■ WORK TO COMPLETE
Would it be possible to quote, exactly and in full, the lines from the one with "knee, one per instance" through the end of the entries below?

■ SOURCE MATERIAL
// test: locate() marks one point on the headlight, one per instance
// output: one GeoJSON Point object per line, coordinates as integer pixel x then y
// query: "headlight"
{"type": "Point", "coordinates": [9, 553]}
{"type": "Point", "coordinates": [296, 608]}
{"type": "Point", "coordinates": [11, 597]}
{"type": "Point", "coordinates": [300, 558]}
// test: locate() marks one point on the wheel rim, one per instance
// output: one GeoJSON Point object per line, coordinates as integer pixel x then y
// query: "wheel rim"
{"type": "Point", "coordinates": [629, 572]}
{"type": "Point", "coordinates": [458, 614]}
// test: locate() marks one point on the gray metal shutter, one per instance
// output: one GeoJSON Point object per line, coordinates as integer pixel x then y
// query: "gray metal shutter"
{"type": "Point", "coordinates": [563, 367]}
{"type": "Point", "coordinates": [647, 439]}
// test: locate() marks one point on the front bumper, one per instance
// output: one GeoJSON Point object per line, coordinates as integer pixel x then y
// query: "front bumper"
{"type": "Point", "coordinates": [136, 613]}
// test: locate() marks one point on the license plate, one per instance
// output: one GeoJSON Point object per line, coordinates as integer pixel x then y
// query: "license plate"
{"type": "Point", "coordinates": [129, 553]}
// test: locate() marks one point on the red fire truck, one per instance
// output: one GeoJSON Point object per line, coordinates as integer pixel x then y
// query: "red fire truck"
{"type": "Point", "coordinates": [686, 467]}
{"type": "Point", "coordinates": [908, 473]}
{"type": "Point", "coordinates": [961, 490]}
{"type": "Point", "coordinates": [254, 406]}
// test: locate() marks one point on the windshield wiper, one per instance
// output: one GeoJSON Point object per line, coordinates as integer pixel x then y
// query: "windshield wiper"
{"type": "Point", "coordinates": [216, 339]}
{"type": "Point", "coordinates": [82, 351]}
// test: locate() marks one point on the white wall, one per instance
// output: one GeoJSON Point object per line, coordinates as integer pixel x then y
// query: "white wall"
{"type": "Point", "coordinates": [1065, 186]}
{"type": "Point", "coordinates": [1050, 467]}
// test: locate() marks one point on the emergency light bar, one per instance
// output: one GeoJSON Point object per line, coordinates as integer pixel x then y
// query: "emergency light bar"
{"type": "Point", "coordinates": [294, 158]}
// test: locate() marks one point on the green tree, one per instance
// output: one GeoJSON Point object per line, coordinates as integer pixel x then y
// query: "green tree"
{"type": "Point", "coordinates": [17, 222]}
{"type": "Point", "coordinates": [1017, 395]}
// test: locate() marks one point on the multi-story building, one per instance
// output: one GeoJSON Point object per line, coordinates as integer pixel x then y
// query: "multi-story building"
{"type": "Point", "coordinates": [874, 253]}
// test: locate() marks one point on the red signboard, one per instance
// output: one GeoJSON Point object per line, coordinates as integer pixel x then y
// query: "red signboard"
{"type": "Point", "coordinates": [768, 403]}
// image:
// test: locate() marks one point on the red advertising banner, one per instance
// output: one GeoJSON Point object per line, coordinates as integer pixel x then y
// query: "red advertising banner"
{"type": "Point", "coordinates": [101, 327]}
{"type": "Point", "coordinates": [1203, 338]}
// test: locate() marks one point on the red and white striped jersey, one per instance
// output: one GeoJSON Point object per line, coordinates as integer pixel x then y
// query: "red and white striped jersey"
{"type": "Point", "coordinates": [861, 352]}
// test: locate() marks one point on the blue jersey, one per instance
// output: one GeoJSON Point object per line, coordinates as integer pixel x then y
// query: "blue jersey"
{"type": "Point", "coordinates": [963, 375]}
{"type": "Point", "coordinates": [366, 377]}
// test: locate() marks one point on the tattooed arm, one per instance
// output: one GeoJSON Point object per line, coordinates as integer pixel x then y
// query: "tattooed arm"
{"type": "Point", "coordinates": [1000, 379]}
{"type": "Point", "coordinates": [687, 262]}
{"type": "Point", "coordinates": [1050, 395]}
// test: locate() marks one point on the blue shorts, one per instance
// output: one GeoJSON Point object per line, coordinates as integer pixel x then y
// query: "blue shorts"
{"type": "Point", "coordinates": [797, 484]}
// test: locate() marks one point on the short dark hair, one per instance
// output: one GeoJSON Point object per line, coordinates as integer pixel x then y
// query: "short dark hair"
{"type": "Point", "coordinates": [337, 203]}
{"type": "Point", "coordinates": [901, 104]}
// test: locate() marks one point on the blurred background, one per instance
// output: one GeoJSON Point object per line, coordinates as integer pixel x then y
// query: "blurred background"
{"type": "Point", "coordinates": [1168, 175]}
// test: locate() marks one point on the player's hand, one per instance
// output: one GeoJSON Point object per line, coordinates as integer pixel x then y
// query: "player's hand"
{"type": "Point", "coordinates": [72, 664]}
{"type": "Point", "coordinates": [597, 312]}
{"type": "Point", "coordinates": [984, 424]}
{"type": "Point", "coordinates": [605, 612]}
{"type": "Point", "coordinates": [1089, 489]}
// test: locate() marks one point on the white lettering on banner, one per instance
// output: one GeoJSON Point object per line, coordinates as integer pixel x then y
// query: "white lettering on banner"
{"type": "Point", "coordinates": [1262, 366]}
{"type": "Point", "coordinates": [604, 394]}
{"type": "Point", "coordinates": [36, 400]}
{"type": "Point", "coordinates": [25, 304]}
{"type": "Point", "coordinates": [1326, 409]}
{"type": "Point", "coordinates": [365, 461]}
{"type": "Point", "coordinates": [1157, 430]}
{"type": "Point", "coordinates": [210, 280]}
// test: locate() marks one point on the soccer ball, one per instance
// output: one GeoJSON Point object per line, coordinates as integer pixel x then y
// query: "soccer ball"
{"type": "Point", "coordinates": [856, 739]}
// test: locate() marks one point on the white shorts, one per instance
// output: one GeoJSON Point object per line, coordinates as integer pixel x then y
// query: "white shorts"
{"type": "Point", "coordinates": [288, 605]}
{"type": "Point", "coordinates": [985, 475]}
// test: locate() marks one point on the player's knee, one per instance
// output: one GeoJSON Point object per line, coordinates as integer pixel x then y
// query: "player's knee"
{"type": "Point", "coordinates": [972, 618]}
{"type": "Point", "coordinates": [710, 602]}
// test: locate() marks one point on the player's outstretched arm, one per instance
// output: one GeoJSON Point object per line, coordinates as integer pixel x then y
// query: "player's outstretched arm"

■ TASK OUTPUT
// test: locate() marks one point on the player's knee, one per instance
// output: one GeoJSON Point object per line, coordinates as integer pixel x then y
// query: "player's knee"
{"type": "Point", "coordinates": [972, 618]}
{"type": "Point", "coordinates": [710, 602]}
// test: locate() marks one point on the player's outstretched arm, one per instance
// output: one GeoJSON Point object per line, coordinates as integer pixel x then y
// query: "player's outstretched arm"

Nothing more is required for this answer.